:: Source data ::
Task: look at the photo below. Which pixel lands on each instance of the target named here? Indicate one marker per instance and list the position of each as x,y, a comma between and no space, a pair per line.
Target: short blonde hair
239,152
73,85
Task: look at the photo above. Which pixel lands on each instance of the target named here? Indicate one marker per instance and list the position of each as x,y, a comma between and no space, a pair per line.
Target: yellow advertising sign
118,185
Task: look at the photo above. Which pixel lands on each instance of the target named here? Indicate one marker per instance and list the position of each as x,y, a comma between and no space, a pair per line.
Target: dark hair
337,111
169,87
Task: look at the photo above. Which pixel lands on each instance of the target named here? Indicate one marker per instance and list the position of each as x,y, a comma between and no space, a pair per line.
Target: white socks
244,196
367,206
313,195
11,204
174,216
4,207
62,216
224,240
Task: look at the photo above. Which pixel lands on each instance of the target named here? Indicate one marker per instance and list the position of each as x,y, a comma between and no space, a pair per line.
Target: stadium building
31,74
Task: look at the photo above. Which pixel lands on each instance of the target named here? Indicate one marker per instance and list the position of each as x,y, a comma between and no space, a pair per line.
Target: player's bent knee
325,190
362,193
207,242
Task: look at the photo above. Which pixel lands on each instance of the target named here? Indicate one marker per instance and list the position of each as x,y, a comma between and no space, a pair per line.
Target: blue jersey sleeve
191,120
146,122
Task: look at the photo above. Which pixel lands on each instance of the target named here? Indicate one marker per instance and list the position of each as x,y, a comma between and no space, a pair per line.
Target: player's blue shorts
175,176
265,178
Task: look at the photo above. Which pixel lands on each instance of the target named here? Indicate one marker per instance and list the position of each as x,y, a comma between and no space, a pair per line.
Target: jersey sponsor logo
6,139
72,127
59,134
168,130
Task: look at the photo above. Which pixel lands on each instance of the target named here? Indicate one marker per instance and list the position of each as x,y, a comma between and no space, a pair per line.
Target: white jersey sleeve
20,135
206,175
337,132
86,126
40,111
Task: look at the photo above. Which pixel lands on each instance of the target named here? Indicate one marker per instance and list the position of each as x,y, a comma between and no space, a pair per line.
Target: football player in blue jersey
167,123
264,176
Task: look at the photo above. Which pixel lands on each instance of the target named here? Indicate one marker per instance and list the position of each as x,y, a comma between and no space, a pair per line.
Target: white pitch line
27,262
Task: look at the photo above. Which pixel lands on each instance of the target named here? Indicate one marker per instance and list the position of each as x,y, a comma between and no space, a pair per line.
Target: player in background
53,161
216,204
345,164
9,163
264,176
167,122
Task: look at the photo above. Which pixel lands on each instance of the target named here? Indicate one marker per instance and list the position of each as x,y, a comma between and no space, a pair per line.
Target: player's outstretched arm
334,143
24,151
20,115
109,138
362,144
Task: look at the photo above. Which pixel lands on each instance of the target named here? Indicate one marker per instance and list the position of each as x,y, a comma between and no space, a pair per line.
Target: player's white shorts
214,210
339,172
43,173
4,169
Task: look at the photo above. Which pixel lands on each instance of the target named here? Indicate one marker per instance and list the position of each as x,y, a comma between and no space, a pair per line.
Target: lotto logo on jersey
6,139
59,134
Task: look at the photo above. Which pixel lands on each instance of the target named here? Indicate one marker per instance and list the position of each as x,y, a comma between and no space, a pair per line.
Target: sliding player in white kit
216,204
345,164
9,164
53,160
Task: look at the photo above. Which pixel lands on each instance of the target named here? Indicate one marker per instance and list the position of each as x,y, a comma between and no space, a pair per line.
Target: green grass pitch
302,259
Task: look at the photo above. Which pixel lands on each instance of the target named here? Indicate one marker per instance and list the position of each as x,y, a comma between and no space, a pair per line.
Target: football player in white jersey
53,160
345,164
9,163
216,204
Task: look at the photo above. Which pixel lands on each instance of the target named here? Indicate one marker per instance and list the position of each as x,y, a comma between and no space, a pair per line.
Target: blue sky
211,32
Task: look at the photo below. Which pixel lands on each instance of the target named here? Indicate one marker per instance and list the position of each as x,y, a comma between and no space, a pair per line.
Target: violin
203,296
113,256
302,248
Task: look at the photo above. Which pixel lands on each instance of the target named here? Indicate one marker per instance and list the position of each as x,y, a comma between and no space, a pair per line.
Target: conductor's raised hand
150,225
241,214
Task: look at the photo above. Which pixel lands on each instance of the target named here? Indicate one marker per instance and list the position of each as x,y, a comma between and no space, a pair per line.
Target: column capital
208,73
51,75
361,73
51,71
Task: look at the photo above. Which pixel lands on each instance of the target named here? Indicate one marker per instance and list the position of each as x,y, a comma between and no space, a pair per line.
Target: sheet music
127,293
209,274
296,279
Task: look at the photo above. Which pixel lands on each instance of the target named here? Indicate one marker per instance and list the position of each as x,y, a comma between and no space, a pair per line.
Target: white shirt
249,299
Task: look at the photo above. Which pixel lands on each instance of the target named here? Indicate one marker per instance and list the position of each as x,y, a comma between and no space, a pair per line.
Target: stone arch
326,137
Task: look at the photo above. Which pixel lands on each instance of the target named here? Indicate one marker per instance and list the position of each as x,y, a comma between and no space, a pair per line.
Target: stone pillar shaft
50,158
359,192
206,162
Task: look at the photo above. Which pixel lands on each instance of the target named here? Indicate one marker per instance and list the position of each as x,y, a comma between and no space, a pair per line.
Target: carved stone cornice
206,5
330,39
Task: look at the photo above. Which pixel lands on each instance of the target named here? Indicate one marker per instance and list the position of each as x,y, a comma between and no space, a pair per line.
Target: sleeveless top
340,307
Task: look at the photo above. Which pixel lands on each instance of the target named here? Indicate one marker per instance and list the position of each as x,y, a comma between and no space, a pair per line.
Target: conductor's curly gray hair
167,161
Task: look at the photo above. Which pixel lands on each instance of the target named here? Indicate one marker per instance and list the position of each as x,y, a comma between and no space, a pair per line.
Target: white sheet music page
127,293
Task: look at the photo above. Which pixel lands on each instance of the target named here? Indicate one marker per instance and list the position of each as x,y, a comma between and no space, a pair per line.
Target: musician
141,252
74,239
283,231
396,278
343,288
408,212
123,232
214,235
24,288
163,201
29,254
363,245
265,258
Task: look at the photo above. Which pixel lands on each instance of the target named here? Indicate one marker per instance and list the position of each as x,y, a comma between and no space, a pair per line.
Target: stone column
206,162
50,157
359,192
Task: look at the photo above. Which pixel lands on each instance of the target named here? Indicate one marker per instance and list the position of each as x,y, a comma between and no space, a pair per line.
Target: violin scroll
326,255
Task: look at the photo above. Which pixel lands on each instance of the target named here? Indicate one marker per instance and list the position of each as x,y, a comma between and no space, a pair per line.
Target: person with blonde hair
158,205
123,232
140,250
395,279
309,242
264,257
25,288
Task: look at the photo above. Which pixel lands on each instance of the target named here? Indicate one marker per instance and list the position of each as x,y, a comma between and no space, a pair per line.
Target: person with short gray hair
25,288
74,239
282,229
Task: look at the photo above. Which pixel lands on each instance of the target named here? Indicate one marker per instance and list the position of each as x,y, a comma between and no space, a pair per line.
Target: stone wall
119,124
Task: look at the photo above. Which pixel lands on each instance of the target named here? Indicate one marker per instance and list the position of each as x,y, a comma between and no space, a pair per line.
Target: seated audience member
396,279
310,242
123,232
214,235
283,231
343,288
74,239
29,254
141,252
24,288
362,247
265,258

:: Short exercise ::
Find each line of the material above that contains the word "with" and copy those lines in full.

:: Result for this exercise ::
Target: person with blonde hair
Target: person with short gray hair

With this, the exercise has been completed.